• _WHAT THE TASK REQUIRES_
Reproduce the part of the excerpt on Mark Steyn starting with "About the Author: Mark" and going on through "as Western Standard.".

• _EXCERPT PROVIDED_
[Start of section]
Date: October 19, 2003

Source: "Linkage Logarithms," published by the Washington Times.

About the Author: Mark Steyn is a journalist, columnist, and film and theater critic. He is a senior contributing editor for a large number of Hollinger, Inc. Publications, a senior North American columnist for the United Kingdom's Telegraph Group, the North American editor for The Spectator, a writer for the Jerusalem Post, the Irish Times, and the National Review, as well as Western Standard.


Mark Steyn's syndicated columns appear internationally, and he has been published in dozens of periodicals and newspapers worldwide. His political leanings are strongly conservative, and he is known for his sharp wit and cutting satire. He often writes on foreign policy issues. He has been vocally, and prolifically opposed to the Canadian Liberal Party policies, including multiculturalism, public healthcare, gun control, high taxation, secession of Quebec, and anti-Americanism. He was an outspoken proponent of the 2003 invasion of Iraq, and continues to voice his support of military actions in that global region; he is an outspoken critic of the United Nations, which he has favored disbanding. If that does not occur, he has suggested that the United States should withdraw from membership or participation in UN-related activities. He is scornful of nations that have opposed the war in Iraq.
[End of section]
• _LISTED RECORDS_
[Start of section]
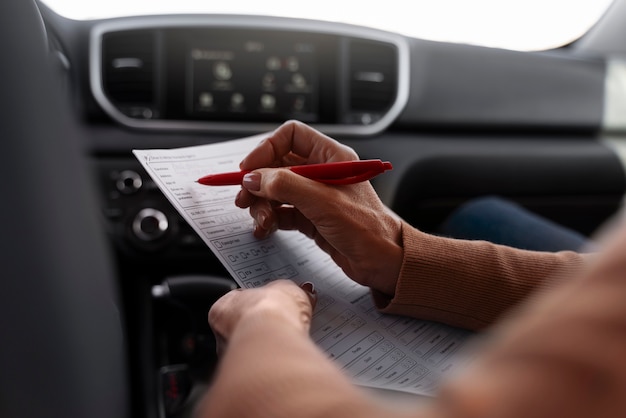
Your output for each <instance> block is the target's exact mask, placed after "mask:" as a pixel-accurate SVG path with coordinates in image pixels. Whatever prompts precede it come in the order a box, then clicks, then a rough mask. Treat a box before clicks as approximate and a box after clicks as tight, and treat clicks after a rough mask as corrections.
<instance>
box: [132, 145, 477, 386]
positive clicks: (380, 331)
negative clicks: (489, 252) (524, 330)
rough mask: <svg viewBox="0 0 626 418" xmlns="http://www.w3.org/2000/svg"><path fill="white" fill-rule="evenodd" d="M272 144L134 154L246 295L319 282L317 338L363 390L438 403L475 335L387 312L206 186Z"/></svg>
mask: <svg viewBox="0 0 626 418" xmlns="http://www.w3.org/2000/svg"><path fill="white" fill-rule="evenodd" d="M263 137H264V135H257V136H253V137H248V138H243V139H239V140H234V141H226V142H221V143H217V144H211V145H202V146H196V147H186V148H178V149H171V150H134V151H133V153H134V154H135V156H136V157H137V159H138V160H139V161H140V162H141V164H142V165H143V167H144V168H145V169H146V171H147V172H148V174H149V175H150V177H151V178H152V179H153V180H154V182H155V183H156V184H157V186H158V187H159V188H160V189H161V191H162V192H163V193H164V194H165V196H166V197H167V198H168V199H169V201H170V202H171V203H172V204H173V205H174V207H175V208H176V209H177V210H178V212H179V213H180V214H181V215H182V217H183V218H184V219H185V220H186V221H187V222H188V223H189V224H190V225H191V226H192V227H193V229H194V230H195V231H196V232H197V233H198V234H199V235H200V237H201V238H202V239H203V240H204V242H205V243H206V244H207V245H208V246H209V248H211V250H212V251H213V253H214V254H215V255H216V256H217V258H218V259H219V260H220V261H221V262H222V263H223V264H224V266H225V267H226V268H227V270H228V271H229V272H230V274H232V276H233V278H234V279H235V281H236V282H237V283H238V284H239V285H240V286H241V287H244V288H251V287H258V286H262V285H263V284H265V283H268V282H270V281H272V280H276V279H289V280H293V281H294V282H296V283H298V284H301V283H304V282H306V281H311V282H313V284H314V285H315V289H316V290H317V292H318V302H317V305H316V307H315V312H314V315H313V321H312V325H311V337H312V338H313V340H314V341H315V342H316V344H317V345H318V346H319V347H320V348H321V349H322V350H323V351H324V352H325V353H326V354H327V355H328V356H329V357H330V358H332V359H333V360H334V361H336V362H337V364H339V366H340V367H341V368H342V369H343V370H344V372H345V373H346V374H347V375H348V376H350V377H351V378H353V380H354V382H355V383H357V384H360V385H364V386H370V387H378V388H385V389H395V390H401V391H405V392H411V393H416V394H420V395H433V394H434V392H435V390H436V388H437V385H438V383H439V382H440V381H441V378H442V376H443V375H445V374H447V373H450V372H451V371H453V370H455V369H457V368H458V367H460V366H462V365H463V363H465V361H466V358H465V356H463V355H461V354H460V352H461V349H462V347H463V346H464V344H465V343H466V341H467V340H468V337H469V332H467V331H464V330H461V329H457V328H452V327H448V326H445V325H441V324H438V323H434V322H428V321H420V320H416V319H412V318H407V317H400V316H390V315H383V314H381V313H379V312H378V311H377V310H376V309H375V307H374V304H373V301H372V299H371V296H370V293H369V289H368V288H366V287H364V286H361V285H359V284H357V283H355V282H353V281H352V280H350V279H349V278H348V277H347V276H346V275H345V274H344V273H343V271H342V270H341V268H339V267H338V266H337V265H336V264H335V263H334V261H333V260H332V259H331V258H330V256H328V255H327V254H326V253H325V252H323V251H322V250H321V249H320V248H319V247H317V245H316V244H315V242H314V241H313V240H311V239H309V238H308V237H306V236H305V235H303V234H301V233H299V232H297V231H277V232H276V233H274V234H272V235H271V236H270V237H269V238H266V239H263V240H258V239H256V238H255V237H254V236H253V234H252V230H253V220H252V218H251V217H250V215H249V213H248V211H247V210H244V209H240V208H238V207H236V206H235V204H234V200H235V195H236V194H237V192H238V191H239V190H240V186H220V187H208V186H203V185H201V184H199V183H197V182H196V180H197V179H198V178H200V177H202V176H204V175H206V174H209V173H219V172H226V171H236V170H238V169H239V162H240V161H241V160H242V159H243V157H244V156H246V155H247V154H248V153H249V152H250V150H252V148H254V147H255V146H256V144H258V142H259V141H260V140H261V139H262V138H263Z"/></svg>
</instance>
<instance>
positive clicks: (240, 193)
mask: <svg viewBox="0 0 626 418" xmlns="http://www.w3.org/2000/svg"><path fill="white" fill-rule="evenodd" d="M256 199H257V198H256V196H255V195H253V194H252V193H250V192H249V191H248V190H247V189H245V188H242V189H241V190H239V193H237V196H235V205H236V206H237V207H239V208H242V209H246V208H249V207H250V206H252V205H253V204H254V202H255V201H256Z"/></svg>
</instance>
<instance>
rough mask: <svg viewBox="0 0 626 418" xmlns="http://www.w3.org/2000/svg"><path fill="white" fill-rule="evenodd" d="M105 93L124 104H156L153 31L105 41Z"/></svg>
mask: <svg viewBox="0 0 626 418" xmlns="http://www.w3.org/2000/svg"><path fill="white" fill-rule="evenodd" d="M102 48H103V49H102V76H103V88H104V93H105V94H106V95H107V97H108V98H109V99H110V100H111V101H112V102H113V103H117V104H121V105H150V104H152V103H153V101H154V96H155V94H154V84H155V83H154V81H155V71H154V64H155V57H154V55H155V52H154V51H155V35H154V33H153V32H152V31H128V32H116V33H110V34H107V35H105V37H104V38H103V41H102Z"/></svg>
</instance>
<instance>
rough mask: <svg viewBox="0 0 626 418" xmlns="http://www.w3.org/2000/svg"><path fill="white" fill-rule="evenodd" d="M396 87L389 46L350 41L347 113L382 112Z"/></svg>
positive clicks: (392, 99) (395, 64) (366, 41)
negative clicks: (350, 43)
mask: <svg viewBox="0 0 626 418" xmlns="http://www.w3.org/2000/svg"><path fill="white" fill-rule="evenodd" d="M397 85H398V57H397V51H396V48H395V47H394V46H393V45H390V44H386V43H382V42H369V41H353V42H351V44H350V109H351V110H352V111H366V112H384V111H386V110H388V109H389V107H391V105H392V104H393V102H394V100H395V98H396V94H397Z"/></svg>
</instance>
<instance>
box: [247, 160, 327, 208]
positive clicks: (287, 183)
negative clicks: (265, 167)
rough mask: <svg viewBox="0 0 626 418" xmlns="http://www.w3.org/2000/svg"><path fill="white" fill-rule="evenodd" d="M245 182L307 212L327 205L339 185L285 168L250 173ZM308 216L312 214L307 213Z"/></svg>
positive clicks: (282, 200) (279, 201)
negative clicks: (321, 180)
mask: <svg viewBox="0 0 626 418" xmlns="http://www.w3.org/2000/svg"><path fill="white" fill-rule="evenodd" d="M242 186H243V187H244V188H245V189H246V190H248V191H249V192H250V193H252V194H253V195H255V196H258V197H262V198H264V199H267V200H272V201H277V202H281V203H287V204H291V205H294V206H295V207H296V208H297V209H298V210H300V212H302V213H303V214H305V216H306V213H311V212H312V213H315V212H317V211H319V210H322V209H323V206H322V204H326V203H327V202H328V201H332V194H333V193H334V192H336V189H335V188H334V187H332V186H329V185H326V184H322V183H319V182H317V181H315V180H311V179H308V178H306V177H303V176H300V175H298V174H296V173H294V172H292V171H290V170H288V169H285V168H261V169H257V170H254V171H252V172H250V173H248V174H246V175H245V176H244V178H243V182H242ZM307 217H308V216H307Z"/></svg>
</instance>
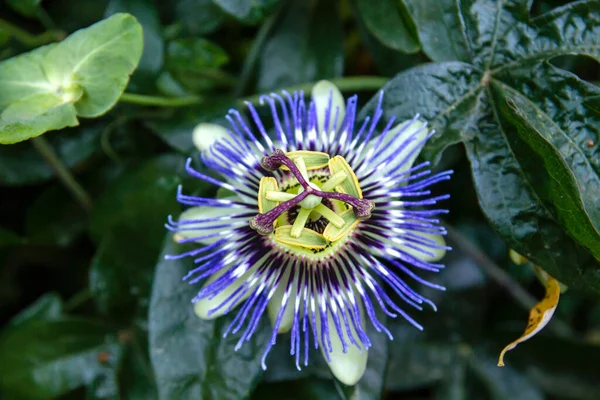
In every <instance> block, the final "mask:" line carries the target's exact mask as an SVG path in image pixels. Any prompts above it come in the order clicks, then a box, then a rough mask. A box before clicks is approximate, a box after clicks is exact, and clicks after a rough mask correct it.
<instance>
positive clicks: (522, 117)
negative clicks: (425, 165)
mask: <svg viewBox="0 0 600 400" xmlns="http://www.w3.org/2000/svg"><path fill="white" fill-rule="evenodd" d="M491 89H492V93H493V95H494V102H495V104H497V107H498V112H499V114H500V116H501V118H502V123H503V124H504V126H506V128H504V129H503V130H504V132H505V133H506V137H507V139H508V141H509V142H510V146H511V148H512V150H513V152H514V154H515V156H516V158H517V159H518V160H519V163H520V164H521V166H522V167H523V169H524V171H525V174H526V176H527V181H528V182H529V183H530V185H531V186H532V187H533V188H534V190H535V191H536V193H537V194H538V196H539V197H540V200H541V201H542V202H543V203H544V204H545V205H546V208H548V209H549V210H551V213H552V214H553V216H554V217H555V218H556V219H557V221H558V222H559V223H560V224H561V225H563V226H564V227H565V230H566V231H567V232H568V233H569V234H570V235H571V236H572V237H573V238H574V239H575V240H577V242H579V243H581V244H582V245H583V246H584V247H586V248H588V249H589V250H590V252H591V253H592V254H594V256H595V257H596V258H597V259H598V260H600V232H598V229H600V177H599V176H598V174H597V173H596V171H595V170H594V167H593V165H592V164H591V163H590V161H589V160H588V159H587V158H586V156H585V154H584V152H583V150H582V149H581V148H579V147H578V146H577V145H576V144H575V142H574V141H573V140H572V139H571V138H570V137H569V134H568V133H567V132H565V131H563V130H562V129H560V127H558V126H557V125H556V123H555V122H554V121H552V120H551V119H550V118H549V116H548V115H546V114H544V113H543V112H542V111H541V110H540V109H539V108H537V107H536V106H535V104H533V103H532V102H531V101H530V100H528V99H527V98H525V97H523V96H521V95H520V94H519V93H518V92H517V91H515V90H513V89H510V88H508V87H507V86H505V85H503V84H501V83H496V82H493V83H492V85H491ZM515 133H516V135H515ZM567 160H569V164H570V165H569V164H567Z"/></svg>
[End of section]
• _RESULT_
About the Author: Mark Steyn is a journalist, columnist, and film and theater critic. He is a senior contributing editor for a large number of Hollinger, Inc. Publications, a senior North American columnist for the United Kingdom's Telegraph Group, the North American editor for The Spectator, a writer for the Jerusalem Post, the Irish Times, and the National Review, as well as Western Standard.